--- Exercise material Enclosed Below ---

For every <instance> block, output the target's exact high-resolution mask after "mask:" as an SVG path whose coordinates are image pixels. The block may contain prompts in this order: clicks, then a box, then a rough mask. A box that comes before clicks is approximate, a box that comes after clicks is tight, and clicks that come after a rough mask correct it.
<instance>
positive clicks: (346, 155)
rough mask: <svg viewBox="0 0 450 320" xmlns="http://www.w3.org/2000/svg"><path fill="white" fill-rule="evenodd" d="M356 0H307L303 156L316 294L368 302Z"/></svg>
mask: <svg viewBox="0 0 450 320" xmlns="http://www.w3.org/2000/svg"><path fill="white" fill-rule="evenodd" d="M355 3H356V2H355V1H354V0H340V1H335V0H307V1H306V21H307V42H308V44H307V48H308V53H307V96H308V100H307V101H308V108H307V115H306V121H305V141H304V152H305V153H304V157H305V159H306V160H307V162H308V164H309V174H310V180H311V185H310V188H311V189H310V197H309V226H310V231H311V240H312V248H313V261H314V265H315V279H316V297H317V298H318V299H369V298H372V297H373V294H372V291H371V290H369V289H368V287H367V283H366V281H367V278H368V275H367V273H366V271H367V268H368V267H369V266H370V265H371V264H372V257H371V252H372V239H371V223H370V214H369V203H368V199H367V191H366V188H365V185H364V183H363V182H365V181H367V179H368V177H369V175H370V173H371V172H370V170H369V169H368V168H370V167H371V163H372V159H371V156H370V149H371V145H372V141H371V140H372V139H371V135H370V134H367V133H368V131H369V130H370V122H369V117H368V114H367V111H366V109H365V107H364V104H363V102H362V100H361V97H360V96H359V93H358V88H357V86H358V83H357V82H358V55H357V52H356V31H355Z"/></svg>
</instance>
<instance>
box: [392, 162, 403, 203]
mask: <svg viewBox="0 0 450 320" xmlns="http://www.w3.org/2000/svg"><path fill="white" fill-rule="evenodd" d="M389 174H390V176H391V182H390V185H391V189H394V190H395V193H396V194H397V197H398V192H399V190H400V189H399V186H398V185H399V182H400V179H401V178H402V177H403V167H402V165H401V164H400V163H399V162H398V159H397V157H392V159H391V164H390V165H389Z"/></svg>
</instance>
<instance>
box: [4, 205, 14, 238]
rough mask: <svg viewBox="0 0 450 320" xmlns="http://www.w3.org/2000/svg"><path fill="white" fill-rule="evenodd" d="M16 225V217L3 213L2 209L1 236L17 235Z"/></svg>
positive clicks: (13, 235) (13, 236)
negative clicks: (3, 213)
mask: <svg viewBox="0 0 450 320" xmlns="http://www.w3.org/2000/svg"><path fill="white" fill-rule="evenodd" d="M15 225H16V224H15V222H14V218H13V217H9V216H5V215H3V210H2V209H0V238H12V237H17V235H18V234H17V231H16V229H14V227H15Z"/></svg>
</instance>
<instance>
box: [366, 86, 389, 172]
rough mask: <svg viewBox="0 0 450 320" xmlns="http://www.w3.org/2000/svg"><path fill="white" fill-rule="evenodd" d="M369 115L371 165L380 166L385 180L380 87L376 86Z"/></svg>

--- End of Enclosed Exercise material ---

*Task prompt*: Your task is to retype the entries verbatim, starting with the line that holds "box: [4, 205, 14, 238]" and stopping after the line that holds "positive clicks: (13, 235) (13, 236)".

*Completed task*:
box: [4, 205, 14, 238]
rough mask: <svg viewBox="0 0 450 320" xmlns="http://www.w3.org/2000/svg"><path fill="white" fill-rule="evenodd" d="M16 225V217L3 213L2 209L1 236L17 235Z"/></svg>
positive clicks: (13, 235) (13, 236)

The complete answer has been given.